◆ Task statement ◆
Arrange all of the material below as a Markdown table with the columns No and Line, giving each line its own numbered row. Skip blank lines and leave the pictures out.
### Supplied records
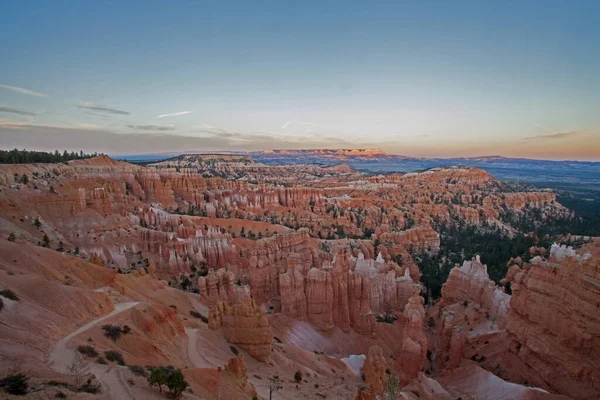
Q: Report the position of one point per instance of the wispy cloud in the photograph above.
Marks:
(101, 108)
(559, 135)
(17, 111)
(174, 114)
(157, 128)
(303, 123)
(22, 90)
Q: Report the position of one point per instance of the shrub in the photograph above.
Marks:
(15, 383)
(196, 314)
(9, 294)
(87, 350)
(115, 356)
(158, 377)
(112, 332)
(176, 383)
(89, 388)
(137, 370)
(57, 383)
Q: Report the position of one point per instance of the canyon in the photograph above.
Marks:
(240, 273)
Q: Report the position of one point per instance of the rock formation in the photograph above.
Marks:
(374, 370)
(414, 345)
(245, 325)
(554, 323)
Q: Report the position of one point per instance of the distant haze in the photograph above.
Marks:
(419, 79)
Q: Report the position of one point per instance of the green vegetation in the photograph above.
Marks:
(114, 356)
(87, 350)
(25, 156)
(15, 383)
(463, 243)
(170, 377)
(9, 294)
(137, 370)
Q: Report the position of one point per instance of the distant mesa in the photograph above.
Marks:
(328, 152)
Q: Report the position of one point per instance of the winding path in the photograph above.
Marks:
(111, 378)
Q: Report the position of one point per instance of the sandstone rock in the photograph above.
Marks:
(374, 370)
(245, 325)
(414, 346)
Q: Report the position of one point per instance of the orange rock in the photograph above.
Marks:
(374, 370)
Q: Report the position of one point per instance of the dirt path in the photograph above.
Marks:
(111, 378)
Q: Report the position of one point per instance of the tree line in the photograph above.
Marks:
(16, 156)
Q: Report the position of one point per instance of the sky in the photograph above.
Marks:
(427, 78)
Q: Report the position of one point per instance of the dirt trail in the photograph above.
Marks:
(111, 378)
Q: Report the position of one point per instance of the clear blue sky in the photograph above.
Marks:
(420, 78)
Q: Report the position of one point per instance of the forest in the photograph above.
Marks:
(15, 156)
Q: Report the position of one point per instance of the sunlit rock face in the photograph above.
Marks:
(245, 325)
(471, 282)
(414, 346)
(554, 322)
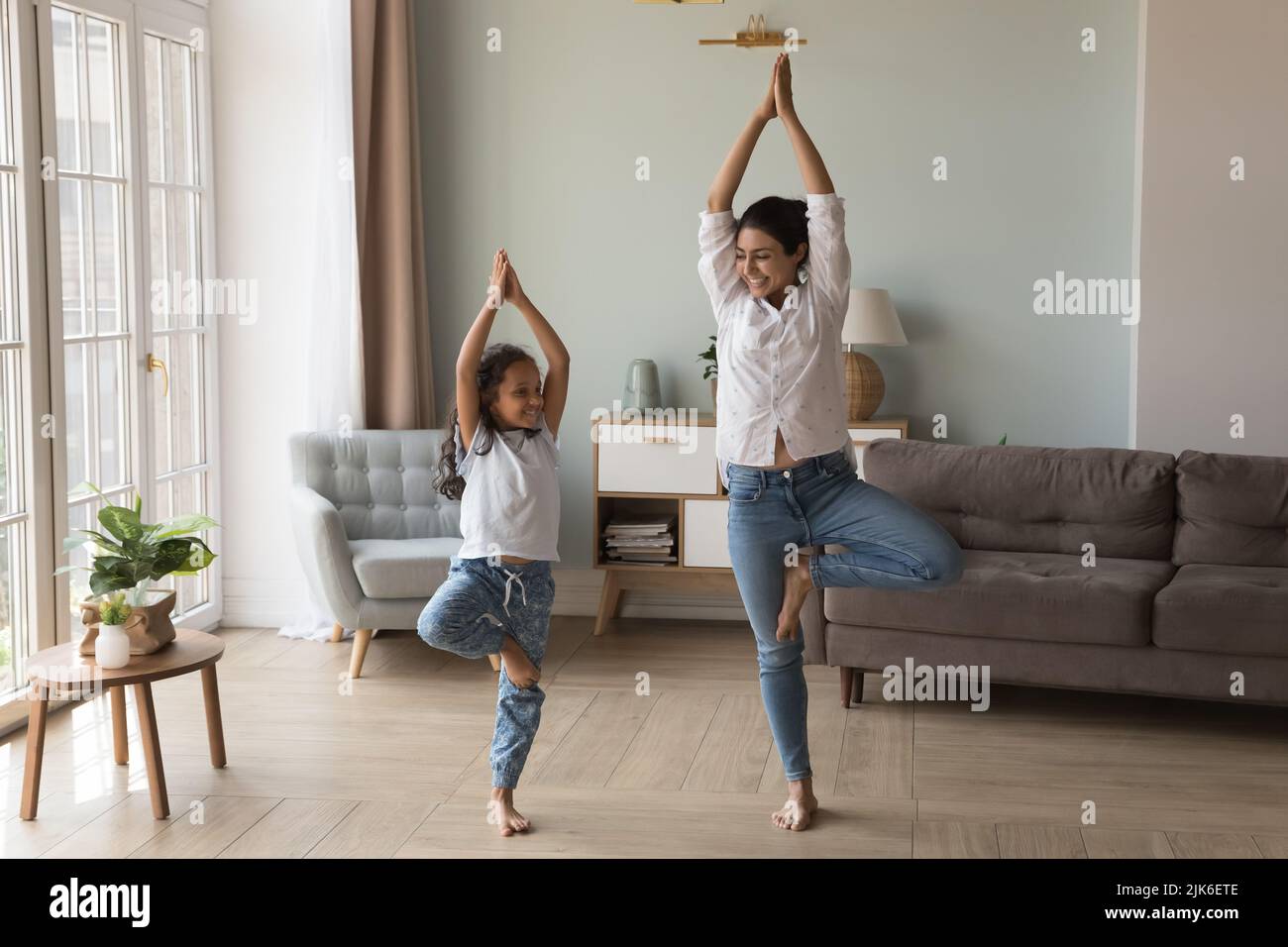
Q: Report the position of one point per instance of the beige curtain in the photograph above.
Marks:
######
◆ Written solution ◆
| No | Line |
|---|---|
| 1 | Q: Report the position of one point per instance of the wispy cloud in the photograph above. |
| 2 | Marks: |
| 3 | (101, 108) |
| 4 | (559, 135) |
| 5 | (17, 111) |
| 6 | (174, 114) |
| 7 | (157, 128) |
| 8 | (303, 123) |
| 9 | (22, 90) |
| 10 | Q: Report the position of one point per instance of the shrub in the photograph above. |
| 11 | Marks: |
| 12 | (15, 383) |
| 13 | (196, 314) |
| 14 | (9, 294) |
| 15 | (87, 350) |
| 16 | (115, 356) |
| 17 | (158, 377) |
| 18 | (112, 332) |
| 19 | (176, 383) |
| 20 | (89, 388) |
| 21 | (137, 370) |
| 22 | (57, 383) |
| 23 | Q: Report the position of one point per instance of the canyon in the photograph above. |
| 24 | Marks: |
| 25 | (240, 273) |
| 26 | Q: Report the position of one point per instance of the rock formation in the photograph above. |
| 27 | Marks: |
| 28 | (374, 370) |
| 29 | (414, 345) |
| 30 | (245, 325) |
| 31 | (554, 323) |
| 32 | Q: Report the position of one point per instance of the distant haze in the photograph above. |
| 33 | Marks: |
| 34 | (419, 79) |
| 35 | Q: Report the position of one point per instance of the green vegetation in the photograph above. |
| 36 | Marks: |
| 37 | (114, 356) |
| 38 | (87, 350) |
| 39 | (25, 156) |
| 40 | (15, 383) |
| 41 | (463, 243) |
| 42 | (170, 377) |
| 43 | (9, 294) |
| 44 | (137, 370) |
| 45 | Q: Report the position of one point per instance of the distant mesa in the photograph above. |
| 46 | Marks: |
| 47 | (328, 152) |
| 48 | Q: Report the position of one point per instance of the winding path in the photograph above. |
| 49 | Marks: |
| 50 | (111, 378) |
| 51 | Q: Report the position of one point per instance of the sandstone rock in the photograph above. |
| 52 | Marks: |
| 53 | (374, 370) |
| 54 | (245, 325) |
| 55 | (414, 346) |
| 56 | Q: Report the position of one point per instance of the orange rock in the photograph above. |
| 57 | Marks: |
| 58 | (374, 370) |
| 59 | Q: Report the position of one point per instance of the dirt path in the photograph above. |
| 60 | Marks: |
| 61 | (111, 378) |
| 62 | Q: Report the position of one point per instance of the tree line in the photograph above. |
| 63 | Marks: |
| 64 | (16, 156) |
| 65 | Q: Report the position of one point per instance of the sky in the photograph above. |
| 66 | Marks: |
| 67 | (427, 78) |
| 68 | Q: Report the position of one point per instance of the dirt trail in the photograph above. |
| 69 | Marks: |
| 70 | (111, 378) |
| 71 | Q: Report the position of one point per instance of the clear blue sky in the photograph above. |
| 72 | Marks: |
| 73 | (420, 78) |
| 74 | Q: Report the position of one point per instance of the forest in the photograph above. |
| 75 | Marks: |
| 76 | (15, 156) |
| 77 | Q: Report the position of one point per instance of the sunlit rock face in the photograph above. |
| 78 | Marks: |
| 79 | (245, 325) |
| 80 | (471, 282) |
| 81 | (414, 346) |
| 82 | (554, 322) |
| 83 | Q: Report the position of one point per instance of the beige curtain in the photograph above. |
| 84 | Marks: |